TEXT SECTION
The chemical repels mosquitoes, ticks, bedbugs and fleas — and, in high concentrations, kills them, according to the C.D.C. It may also be effective against lice, sandflies, midges and other pests, some of which can carry lethal diseases.

It is not oily, lasts for hours and has a pleasant grapefruit-like scent, said Ben Beard, deputy director of the division of vector-borne diseases at the C.D.C.

“If you drink Fresca or Squirt, you’ve drunk nootkatone,” Dr. Beard said.

Nootkatone works differently from previous classes of insecticides and can kill bugs that are resistant to DDT, pyrethroids and other common insecticides.

Experts in insect-borne diseases greeted the news with cautious enthusiasm.

“Its use as an insecticidal soap has great potential,” said Duane J. Gubler, a former C.D.C. chief of vector-borne diseases.

One proposed use is in soaps that people in tick-infested areas could shower with, repelling and possibly killing ticks that try to attach to them.

Joel R. Coats, a specialist in insect toxicology at Iowa State University, said his lab had tested nootkatone and found it to be “an impressive repellent but a weak insecticide.”

It repels ticks even better than synthetics like DEET, picaridin or IR3535 do, Dr. Coats said, and it is their equal at repelling mosquitoes.

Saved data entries
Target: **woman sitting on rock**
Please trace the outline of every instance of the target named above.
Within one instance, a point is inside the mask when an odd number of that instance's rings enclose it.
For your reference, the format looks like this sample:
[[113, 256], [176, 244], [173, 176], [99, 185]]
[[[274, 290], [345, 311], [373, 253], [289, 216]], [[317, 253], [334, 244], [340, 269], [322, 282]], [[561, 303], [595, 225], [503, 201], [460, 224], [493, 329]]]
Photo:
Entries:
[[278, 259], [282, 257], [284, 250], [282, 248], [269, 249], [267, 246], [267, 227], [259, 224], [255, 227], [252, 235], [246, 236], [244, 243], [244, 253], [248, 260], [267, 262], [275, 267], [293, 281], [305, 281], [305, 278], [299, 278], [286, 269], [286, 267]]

PARTS OF THE EXERCISE
a. Translate this sentence from the nootkatone text into Spanish: "Nootkatone works differently from previous classes of insecticides and can kill bugs that are resistant to DDT, pyrethroids and other common insecticides."
b. Answer these questions using the nootkatone text:
(i) What kind of scent does the chemical have?
(ii) At which university does Joel R. Coats work?
(iii) Which synthetic repellents does Dr. Coats say nootkatone repels ticks better than?

LIST OF SOLUTIONS
a. La nootkatona actúa de manera diferente a las clases anteriores de insecticidas y puede matar insectos que son resistentes al DDT, a los piretroides y a otros insecticidas comunes.

b.
(i) A pleasant grapefruit-like scent.
(ii) Iowa State University.
(iii) DEET, picaridin and IR3535.